Pass the structure the CG model was built from (same atom order). The
atom-to-bead lines are drawn automatically for small structures; toggle them
with show_assignment=True/False, and the bead legend appears when there are
few enough beads to stay readable (max_legend).
From the command line¶
molscope coarse-grain maps a structure to beads and writes a coordinate file
you can open in PyMOL, ChimeraX, or Mol*:
molscope coarse-grain structure.pdb --mapping martini --out cg.pdb
molscope coarse-grain --fetch 1fqy --mapping residue_com --out cg.pdb
molscope coarse-grain structure.pdb --mapping martini # summary only, no file
--mapping is residue_com (default), residue_centroid, or martini. The
output format follows the --out extension (.pdb, .cif, or .xyz); beads
are written as pseudo-atoms with their bead names (BB/SC for Martini), and
the bead bond network is written as CONECT records for .pdb output. .cif
and .xyz carry coordinates only, so prefer .pdb when you want the network to
show up in a viewer. The command always prints the mapping coverage.
Inspect the bead assignment¶
Every coarse-grained Molecule carries a structured report describing exactly
which atoms went into each bead:
cg = mol.coarse_grain("martini")
report = cg.coarse_grain_report
print(report.coverage()) # "426 beads from 1661/1661 atoms"
print(report.n_beads, report.n_assigned, report.n_dropped)
first = report.beads[0]
print(first.name, first.resname, first.resid, first.chain)
print(first.atom_indices) # source-atom indices, in order
print(first.atom_names) # ["N", "CA", "C", "O"]
print(first.reduction) # "centre of mass"
if report.virtual_sites:
site = report.virtual_sites[0]
print(site.name, site.parents, site.rule, site.weights)
print(cg.mapping_report()) formats the whole thing as text (beads, dropped
atoms, and bonds), and cg.coarse_grain("...", return_report=True) returns the
(molecule, report) pair directly.
Export and reload a mapping¶
Save the mapping to JSON, reload it, and re-apply it to a structure. Because the
record stores per-bead atom indices, repeated bead names such as BB/SC
round-trip cleanly:
ms.write_cg_mapping(cg, "mapping.json") # or: cg.write_mapping("mapping.json")
record = ms.read_cg_mapping("mapping.json")
cg2 = ms.apply_cg_mapping(mol, record) # rebuild on the same (or matching) structure
cg_mapping_to_dict(cg) returns the same record as a plain dict without
touching disk. For inspection in tools that read index files, write a
GROMACS-style .ndx with one group per bead (1-based atom serials):
ms.write_cg_index(cg, "mapping.ndx") # or: cg.write_index("mapping.ndx")
The bead Molecule itself still writes as ordinary coordinates with its CG
bonds preserved:
ms.write_pdb(cg, "beads.pdb") # CONECT records carry the bead bonds
Simulation-skeleton exports¶
For a starting point in a production engine, MolScope writes topology skeletons: connectivity and per-bead bookkeeping, but no force constants or non-bonded parameters.

Entries drawn from a collection:
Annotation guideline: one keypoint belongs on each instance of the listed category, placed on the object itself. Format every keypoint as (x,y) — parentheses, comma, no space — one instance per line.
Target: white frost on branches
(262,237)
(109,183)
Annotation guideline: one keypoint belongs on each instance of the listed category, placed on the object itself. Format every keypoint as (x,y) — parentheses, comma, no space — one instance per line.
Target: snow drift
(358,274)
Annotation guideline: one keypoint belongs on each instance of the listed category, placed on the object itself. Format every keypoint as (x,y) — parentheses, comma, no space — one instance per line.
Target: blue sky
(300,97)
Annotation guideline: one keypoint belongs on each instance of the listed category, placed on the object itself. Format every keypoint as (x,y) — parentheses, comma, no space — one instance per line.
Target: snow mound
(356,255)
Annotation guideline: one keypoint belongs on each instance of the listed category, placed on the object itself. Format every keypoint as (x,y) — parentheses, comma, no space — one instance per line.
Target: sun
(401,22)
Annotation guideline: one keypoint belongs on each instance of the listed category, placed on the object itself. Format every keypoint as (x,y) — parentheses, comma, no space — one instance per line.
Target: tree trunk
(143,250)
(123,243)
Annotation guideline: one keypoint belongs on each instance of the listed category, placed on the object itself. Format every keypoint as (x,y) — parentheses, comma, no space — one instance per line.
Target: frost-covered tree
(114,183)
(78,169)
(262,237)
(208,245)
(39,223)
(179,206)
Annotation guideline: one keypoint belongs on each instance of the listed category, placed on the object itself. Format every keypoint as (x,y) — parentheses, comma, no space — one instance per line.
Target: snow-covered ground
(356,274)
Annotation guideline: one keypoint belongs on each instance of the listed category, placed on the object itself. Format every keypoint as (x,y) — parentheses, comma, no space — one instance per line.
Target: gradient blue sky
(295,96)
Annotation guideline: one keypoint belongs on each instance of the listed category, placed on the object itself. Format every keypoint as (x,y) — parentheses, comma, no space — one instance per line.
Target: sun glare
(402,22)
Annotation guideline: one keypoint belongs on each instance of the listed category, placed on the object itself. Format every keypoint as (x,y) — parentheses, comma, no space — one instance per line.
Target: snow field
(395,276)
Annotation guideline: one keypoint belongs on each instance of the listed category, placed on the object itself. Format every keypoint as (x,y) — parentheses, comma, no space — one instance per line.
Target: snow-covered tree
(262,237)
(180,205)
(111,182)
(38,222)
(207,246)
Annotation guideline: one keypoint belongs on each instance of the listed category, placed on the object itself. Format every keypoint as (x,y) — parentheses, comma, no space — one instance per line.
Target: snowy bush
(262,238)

**Task requirements**
• a. In the coarse-graining documentation, which option does --mapping use by default?
• b. Locate each line of the listing containing the word "tree" and copy those lines.

**Task-by-task answers**
• a. residue_com

• b.
Target: tree trunk
Target: frost-covered tree
Target: snow-covered tree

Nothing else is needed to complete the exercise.